◆ **What you should do**
Skip the pictures, and retype the data below in full, exactly.

(Saved data entries)
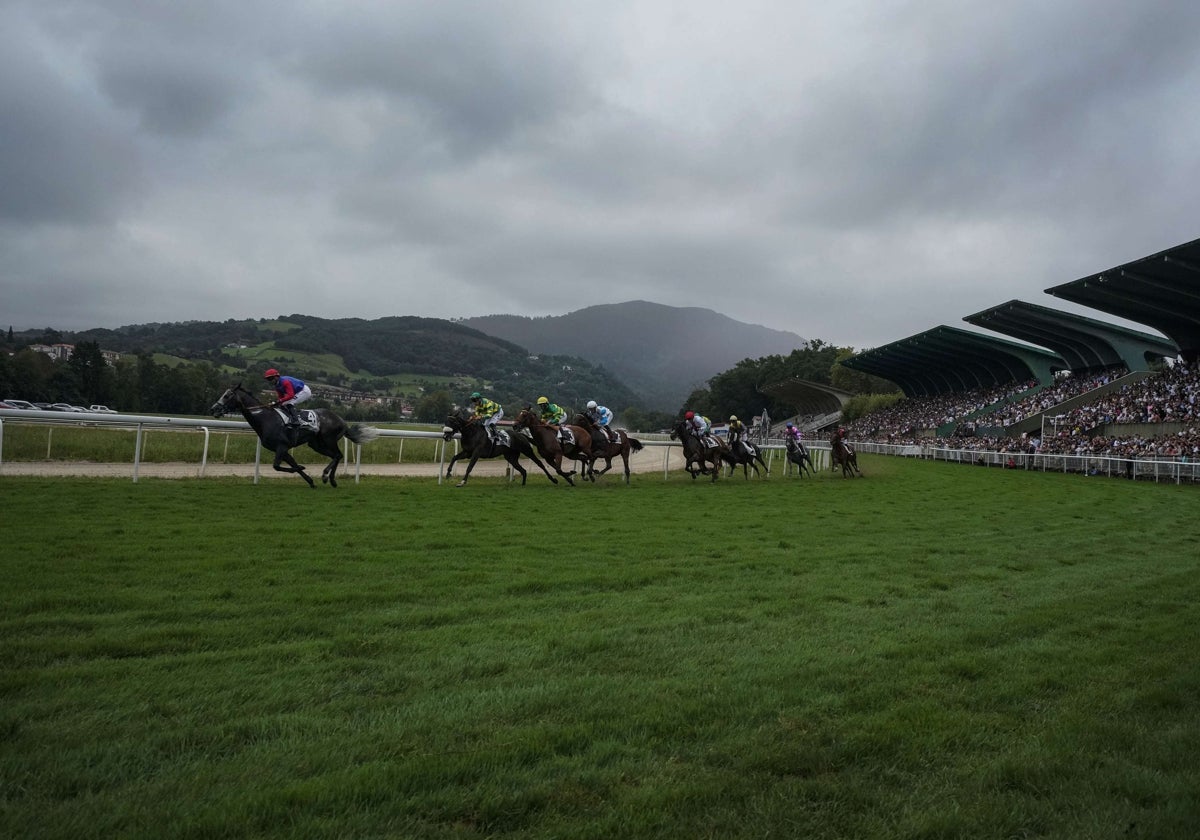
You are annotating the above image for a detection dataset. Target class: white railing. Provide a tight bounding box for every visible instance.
[851,439,1200,484]
[0,408,842,484]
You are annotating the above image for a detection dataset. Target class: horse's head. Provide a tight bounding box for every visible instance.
[442,413,465,440]
[512,408,536,429]
[211,383,249,418]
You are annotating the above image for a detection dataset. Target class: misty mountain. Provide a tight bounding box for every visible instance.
[463,301,806,410]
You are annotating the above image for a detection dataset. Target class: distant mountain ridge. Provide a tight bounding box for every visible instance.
[463,301,806,410]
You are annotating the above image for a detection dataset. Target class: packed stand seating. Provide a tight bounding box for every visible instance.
[844,380,1035,445]
[866,360,1200,461]
[987,365,1127,427]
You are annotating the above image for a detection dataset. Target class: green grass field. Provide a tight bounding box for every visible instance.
[2,457,1198,839]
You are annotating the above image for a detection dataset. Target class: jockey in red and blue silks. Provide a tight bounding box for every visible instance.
[264,368,312,426]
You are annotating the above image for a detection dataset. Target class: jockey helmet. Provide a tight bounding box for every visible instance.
[470,392,481,401]
[536,396,549,405]
[264,368,280,379]
[729,415,737,421]
[839,427,846,434]
[685,411,694,420]
[586,400,597,410]
[786,423,794,429]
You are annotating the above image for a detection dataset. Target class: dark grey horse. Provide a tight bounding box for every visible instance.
[211,383,378,488]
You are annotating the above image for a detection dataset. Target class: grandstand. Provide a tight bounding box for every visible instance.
[765,235,1200,468]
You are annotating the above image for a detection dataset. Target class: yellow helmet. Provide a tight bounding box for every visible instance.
[729,415,737,421]
[536,396,549,405]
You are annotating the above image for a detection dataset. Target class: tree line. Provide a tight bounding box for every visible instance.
[2,330,898,429]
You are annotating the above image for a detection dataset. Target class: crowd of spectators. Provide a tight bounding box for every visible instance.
[842,380,1035,442]
[844,359,1200,462]
[988,365,1127,427]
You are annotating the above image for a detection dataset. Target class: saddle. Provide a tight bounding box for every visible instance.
[558,427,575,446]
[274,407,318,431]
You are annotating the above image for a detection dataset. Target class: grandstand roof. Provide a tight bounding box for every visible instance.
[1046,236,1200,359]
[963,300,1178,372]
[758,378,852,417]
[840,326,1065,398]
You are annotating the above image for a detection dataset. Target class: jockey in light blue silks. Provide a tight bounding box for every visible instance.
[585,400,615,444]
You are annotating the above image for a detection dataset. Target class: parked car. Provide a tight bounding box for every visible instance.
[2,398,36,410]
[49,403,86,412]
[88,405,118,413]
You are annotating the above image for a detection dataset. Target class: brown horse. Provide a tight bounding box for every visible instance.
[572,413,644,483]
[512,408,595,484]
[831,434,863,478]
[670,419,725,482]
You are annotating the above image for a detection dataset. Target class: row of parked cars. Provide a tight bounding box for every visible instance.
[0,400,118,413]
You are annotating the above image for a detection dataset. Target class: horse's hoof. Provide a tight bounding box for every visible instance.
[455,480,467,487]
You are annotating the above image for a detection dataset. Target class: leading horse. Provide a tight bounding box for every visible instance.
[669,419,725,482]
[831,434,863,478]
[442,412,558,487]
[571,413,644,484]
[512,408,595,485]
[211,383,379,488]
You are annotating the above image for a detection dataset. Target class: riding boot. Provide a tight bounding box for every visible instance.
[284,404,301,427]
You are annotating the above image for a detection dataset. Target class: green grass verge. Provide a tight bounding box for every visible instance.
[2,457,1198,839]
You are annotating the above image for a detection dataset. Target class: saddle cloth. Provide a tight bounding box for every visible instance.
[274,407,318,431]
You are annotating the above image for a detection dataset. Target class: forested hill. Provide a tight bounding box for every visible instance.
[463,301,806,410]
[15,314,643,414]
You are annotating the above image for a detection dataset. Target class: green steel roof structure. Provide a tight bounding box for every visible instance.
[963,300,1177,372]
[1046,236,1200,360]
[840,326,1065,398]
[758,378,853,417]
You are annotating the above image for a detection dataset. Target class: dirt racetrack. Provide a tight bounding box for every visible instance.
[0,443,725,480]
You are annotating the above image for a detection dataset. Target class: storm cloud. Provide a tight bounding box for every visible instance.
[3,0,1198,348]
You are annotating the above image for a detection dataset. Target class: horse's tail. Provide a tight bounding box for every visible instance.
[629,437,644,452]
[345,424,380,445]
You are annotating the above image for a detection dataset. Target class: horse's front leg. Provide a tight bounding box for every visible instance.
[445,450,466,477]
[456,455,481,487]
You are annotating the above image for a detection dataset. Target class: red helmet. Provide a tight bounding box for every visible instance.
[264,368,280,379]
[685,411,694,420]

◆ **Answer**
You are annotating the above image for a detection dataset. Target class: white railing. Provide a tight bounding box for every visible instance.
[851,439,1200,484]
[0,408,842,484]
You are annotating the above image for a detection dataset. Target class: horse's head. Provide a tight bounding box for every visible instance.
[442,413,465,440]
[512,408,536,429]
[211,383,249,418]
You are annotating the above image for a detection dataset. Target class: misty mountain. Provide a tight bounding box for every visible instance.
[463,301,806,410]
You are annotating the above image for a detection dataset. Target class: distant mountain ridge. Provide a tight bounding box for every visible instance.
[463,301,806,410]
You are annotating the above image for a detection dataset. Target class: packed stand seating. Provide a tight bounding box for every visible instance.
[844,380,1035,445]
[866,360,1200,461]
[987,365,1127,427]
You are annotating the above image for a detection dataset. Target class: green grass field. Provide a tight bounding box for every visible instance.
[2,457,1198,839]
You are annotating the above image for a detection dataset. Target class: jockey in red and blue silks. Provide a tight bounding box for every visible instance.
[264,368,312,426]
You are annotating the above image for a detection dataset. Target class: jockey helmet. Provide a tight bounding box for every visible instance.
[470,392,481,401]
[536,396,549,405]
[264,368,280,379]
[729,415,737,421]
[839,427,846,434]
[685,411,694,420]
[586,400,597,410]
[786,423,794,429]
You are annotating the above image for a detection dataset. Target class: dark grey horse. Provide a tight bounding box for every visible instance.
[211,383,378,488]
You are annotating the above image for a detection dataset. Target class: grandstand. Provide a tight bounding box for every visible instance.
[765,235,1200,468]
You are annotating the above image for a detection dataset. Target class: yellow helmet. Provide a tight bounding box for every visible instance.
[729,415,737,421]
[536,396,549,405]
You are annotating the above image for a detection dataset. Target class: tree line. Provide a tight bounding box for every visible instance.
[2,330,898,429]
You are annotating the above image for a detection dataset. Target class: crowd of spectators. Provide a tight bounding box for every visible instance.
[842,380,1035,442]
[844,359,1200,462]
[988,365,1127,427]
You are annotating the above image for a detection dataset. Target class: saddle. Provide a tight bounding box for every visible instance.
[558,427,575,446]
[274,407,318,431]
You are annotating the above image for a detection dataset. Target class: grandstand roof. Provide a tight bounding box for every visible instance.
[1046,236,1200,359]
[963,300,1178,372]
[758,378,852,417]
[840,326,1065,398]
You are annotating the above image for a detection dataset. Target class: jockey in light blue silks. Provide a tight bounding box for every visible instance.
[585,400,615,444]
You are annotating the above image for a detection dataset. Target class: parked car. Provide a tight bounding box for every visible instance.
[2,398,36,410]
[49,403,86,412]
[88,405,118,413]
You are annotating the above image for a detection dataset. Target class: brown horse. Provide a tight bounding box for every visible instance.
[572,413,644,483]
[512,408,595,484]
[831,434,863,478]
[670,419,725,482]
You are annotating the above image for a detection dataset. Target class: row of parked cars. Provide a tight bounding box for every visible instance.
[0,400,118,413]
You are annotating the above image for a detection dataset. Target class: horse's hoof. Provide a tight bounding box for every visible instance.
[455,480,467,487]
You are annotating the above image for a detection dataset. Target class: leading horse. Provide a tight bounding box for every visible instance.
[669,419,725,482]
[831,434,863,478]
[442,412,558,487]
[571,413,644,484]
[512,408,595,485]
[211,383,379,488]
You are annotating the above image for a detection dataset. Target class: riding boot. Provide a tight bounding box for every visible instance.
[284,404,301,427]
You are annotating the above image for a detection dataset. Target class: green grass verge. Provide a tight bounding box for every visible instance.
[2,457,1198,839]
You are annotating the above image for a detection dataset. Target class: saddle cloth. Provide a tight bounding box for every visible instance.
[274,407,318,431]
You are annotating the above image for a detection dataset. Target class: forested hill. Provide a tight bounding box for every visible instance.
[463,301,806,410]
[15,314,643,414]
You are annotating the above image for a detection dataset. Target class: green steel roof structure. Provide a tight bounding box for every visible instance.
[963,300,1177,372]
[1046,236,1200,360]
[840,326,1065,398]
[758,378,853,417]
You are annotating the above image for a detection dataset. Target class: dirt racetrack. Provide a tight bounding box for every visible instance.
[0,443,725,480]
You are annotating the above image for a detection dataset. Target class: storm cloud. Provide a tight bounding box for every visible instance.
[3,0,1198,348]
You are annotating the above image for a detection dataset. Target class: horse's tail. Provide a tight bounding box for every visible instance.
[629,437,644,452]
[345,424,380,445]
You are annotating the above image for a detection dataset. Target class: horse's front leg. Provide a tight bounding box for every visible instance.
[445,450,466,477]
[456,455,481,487]
You are annotating the above image for a detection dataset. Target class: red helmet. Provide a tight bounding box for every visible instance.
[264,368,280,379]
[685,411,694,420]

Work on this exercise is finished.